Entries taken from a collection

********

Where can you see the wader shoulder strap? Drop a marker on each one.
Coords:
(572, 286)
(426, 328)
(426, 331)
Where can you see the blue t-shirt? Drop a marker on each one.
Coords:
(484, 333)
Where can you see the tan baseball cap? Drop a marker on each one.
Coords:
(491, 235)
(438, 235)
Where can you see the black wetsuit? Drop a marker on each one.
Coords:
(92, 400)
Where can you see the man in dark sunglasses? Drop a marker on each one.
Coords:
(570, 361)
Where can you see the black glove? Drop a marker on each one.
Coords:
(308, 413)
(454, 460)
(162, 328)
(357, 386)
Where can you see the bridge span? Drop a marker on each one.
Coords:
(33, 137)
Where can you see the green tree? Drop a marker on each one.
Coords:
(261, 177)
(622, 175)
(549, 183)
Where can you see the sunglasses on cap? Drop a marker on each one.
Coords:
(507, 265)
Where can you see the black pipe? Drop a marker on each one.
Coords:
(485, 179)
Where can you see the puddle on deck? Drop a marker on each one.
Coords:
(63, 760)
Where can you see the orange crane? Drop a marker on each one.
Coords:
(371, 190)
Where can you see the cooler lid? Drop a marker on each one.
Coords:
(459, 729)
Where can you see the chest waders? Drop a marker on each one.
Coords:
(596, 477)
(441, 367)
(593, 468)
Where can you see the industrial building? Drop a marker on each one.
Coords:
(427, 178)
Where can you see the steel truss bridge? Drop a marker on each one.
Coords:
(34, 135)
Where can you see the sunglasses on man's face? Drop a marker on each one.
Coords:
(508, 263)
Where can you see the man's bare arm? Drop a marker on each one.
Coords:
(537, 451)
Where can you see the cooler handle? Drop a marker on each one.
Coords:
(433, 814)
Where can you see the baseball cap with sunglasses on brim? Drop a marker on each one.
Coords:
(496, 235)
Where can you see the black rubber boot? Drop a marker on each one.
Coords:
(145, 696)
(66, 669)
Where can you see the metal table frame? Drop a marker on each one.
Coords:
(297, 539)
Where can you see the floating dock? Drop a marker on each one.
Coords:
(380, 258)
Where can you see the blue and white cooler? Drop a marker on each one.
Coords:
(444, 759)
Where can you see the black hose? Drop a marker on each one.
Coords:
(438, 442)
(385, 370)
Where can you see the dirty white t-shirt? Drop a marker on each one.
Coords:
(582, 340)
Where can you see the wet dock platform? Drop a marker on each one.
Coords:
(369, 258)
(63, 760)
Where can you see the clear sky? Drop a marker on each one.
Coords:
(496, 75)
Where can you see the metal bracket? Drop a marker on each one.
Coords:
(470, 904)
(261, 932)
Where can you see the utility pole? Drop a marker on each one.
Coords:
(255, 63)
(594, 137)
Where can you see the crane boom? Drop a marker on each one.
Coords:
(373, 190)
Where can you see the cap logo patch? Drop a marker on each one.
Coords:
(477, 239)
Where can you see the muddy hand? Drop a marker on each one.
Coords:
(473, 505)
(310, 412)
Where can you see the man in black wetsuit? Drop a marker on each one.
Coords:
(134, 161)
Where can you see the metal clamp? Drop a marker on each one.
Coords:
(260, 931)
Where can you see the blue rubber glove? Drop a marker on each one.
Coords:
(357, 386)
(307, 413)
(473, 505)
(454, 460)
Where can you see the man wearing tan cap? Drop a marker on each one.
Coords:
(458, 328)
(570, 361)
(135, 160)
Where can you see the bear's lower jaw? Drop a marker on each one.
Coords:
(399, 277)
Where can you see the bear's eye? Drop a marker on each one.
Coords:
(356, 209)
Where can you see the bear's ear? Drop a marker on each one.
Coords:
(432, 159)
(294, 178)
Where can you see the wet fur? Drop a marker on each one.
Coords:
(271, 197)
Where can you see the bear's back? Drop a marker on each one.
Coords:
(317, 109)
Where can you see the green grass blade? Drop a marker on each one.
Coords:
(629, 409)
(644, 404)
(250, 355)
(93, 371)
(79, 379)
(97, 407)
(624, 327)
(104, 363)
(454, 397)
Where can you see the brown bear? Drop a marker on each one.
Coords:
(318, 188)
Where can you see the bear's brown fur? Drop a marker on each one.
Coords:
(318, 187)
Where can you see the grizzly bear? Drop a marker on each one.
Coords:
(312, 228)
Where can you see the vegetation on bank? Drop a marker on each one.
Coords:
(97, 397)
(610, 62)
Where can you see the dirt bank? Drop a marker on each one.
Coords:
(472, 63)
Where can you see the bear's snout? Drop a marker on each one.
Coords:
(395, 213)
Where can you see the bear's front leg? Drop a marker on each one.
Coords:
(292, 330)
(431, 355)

********

All the records above need to be transcribed exactly and in full.

Where can you see the wader shoulder strap? Drop a marker on each one.
Coords:
(572, 286)
(426, 328)
(426, 331)
Where can you see the blue t-shirt? Drop a marker on each one.
Coords:
(484, 333)
Where can you see the tan baseball cap? Drop a marker on each one.
Coords:
(491, 235)
(438, 235)
Where can you see the black wetsuit? Drop a marker on each one.
Coords:
(92, 400)
Where can you see the man in dark sunglasses? Drop a marker on each one.
Coords:
(570, 361)
Where can you see the black glove? Drop a marker on each one.
Coords:
(308, 413)
(454, 460)
(162, 328)
(357, 386)
Where can you see the bridge span? Drop a marker on each one.
Coords:
(33, 137)
Where can you see the green tree? Drop a marker on each one.
Coords:
(261, 177)
(622, 175)
(549, 183)
Where can you see the sunglasses on cap? Drop a marker on each one.
Coords:
(507, 265)
Where can you see the black pipe? Drop a marker on each one.
Coords:
(485, 179)
Where can you see the puddle on deck? Drop a marker on each one.
Coords:
(63, 760)
Where can you see the orange crane? Drop a marker on each one.
Coords:
(371, 190)
Where can you see the cooler lid? Drop a marker on each one.
Coords:
(459, 729)
Where can you see the chest waders? Drop a marker on each one.
Coords:
(596, 477)
(441, 367)
(593, 468)
Where can you see the industrial building? Drop a marker on each one.
Coords:
(427, 178)
Where can you see the steel truss bridge? Drop a marker on each one.
Coords:
(34, 135)
Where can you see the sunglasses on man's face? Drop a marker on each one.
Coords:
(508, 263)
Where can you see the man's bare arm? Drop a marker on each one.
Coords:
(537, 451)
Where can you see the cooler handle? Drop a marker on each one.
Coords:
(433, 814)
Where can you see the baseball cap with sunglasses on brim? Drop a marker on each one.
Coords:
(496, 235)
Where can you see the black rubber boot? Drop a marker on each one.
Coords:
(145, 696)
(66, 669)
Where can you see the metal table frame? Drop a marker on each one.
Coords:
(297, 539)
Where can you see the floating dock? Drop a marker on each one.
Coords:
(380, 258)
Where can you see the blue and white cooler? Drop a marker on each one.
Coords:
(444, 759)
Where can you see the black hose? Drop a marker on each one.
Coords:
(438, 442)
(385, 370)
Where can you see the dirty white t-shirt? Drop a marker on each one.
Coords:
(582, 340)
Where can you see the wet dock platform? Drop a marker on each one.
Coords:
(369, 258)
(63, 760)
Where can you see the clear sky? Drop a marker on each one.
Coords:
(496, 75)
Where can you see the metal bracket? Drop a marker on each one.
Coords:
(470, 904)
(261, 932)
Where can you see the utility pole? Drop a marker on each one.
Coords:
(255, 63)
(594, 137)
Where can you see the crane boom? Drop a marker on each one.
Coords:
(373, 190)
Where can you see the cap logo patch? Drop a marker on each one.
Coords:
(477, 239)
Where can you see the muddy hand? Drop a marker on each one.
Coords:
(473, 505)
(310, 412)
Where can you see the man in black wetsuit? Drop a marker on each one.
Coords:
(134, 161)
Where can you see the metal clamp? Drop a marker on each one.
Coords:
(260, 931)
Where can you see the blue rubber glove? Drop a marker on each one.
Coords:
(357, 386)
(307, 413)
(473, 505)
(454, 460)
Where can you see the man wearing tan cap? Drop a marker on each one.
Coords:
(458, 328)
(570, 361)
(135, 160)
Where can you see the bear's lower jaw? Drop a marker on each one.
Coords:
(399, 277)
Where can you see the bear's eye? Drop a marker on each one.
Coords:
(356, 209)
Where can you see the bear's ear? Drop a marker on each one.
Coords:
(432, 159)
(294, 178)
Where can you see the wet fur? Drop a marker on each one.
Coords:
(271, 197)
Where can you see the bear's back? Drop a marker on each one.
Coords:
(317, 109)
Where can you see the green grass blade? Drop a marker on each one.
Coords:
(629, 409)
(644, 404)
(250, 355)
(93, 371)
(79, 379)
(97, 407)
(624, 327)
(104, 363)
(454, 397)
Where can you see the brown bear? Drop a marker on each one.
Coords:
(318, 188)
Where can you see the bear's brown fur? Drop a marker on each one.
Coords:
(318, 187)
Where can you see the grizzly bear? Drop a marker on each one.
Coords:
(312, 228)
Where can you see the vegetation on bank? Drop a marker on each one.
Coords:
(97, 397)
(610, 62)
Where can you see the dirt bank? Drop a marker on each one.
Coords:
(472, 63)
Where can you see the bear's snout? Drop a marker on each one.
Coords:
(395, 213)
Where can you see the bear's front leg? Drop a marker on each one.
Coords:
(292, 330)
(431, 355)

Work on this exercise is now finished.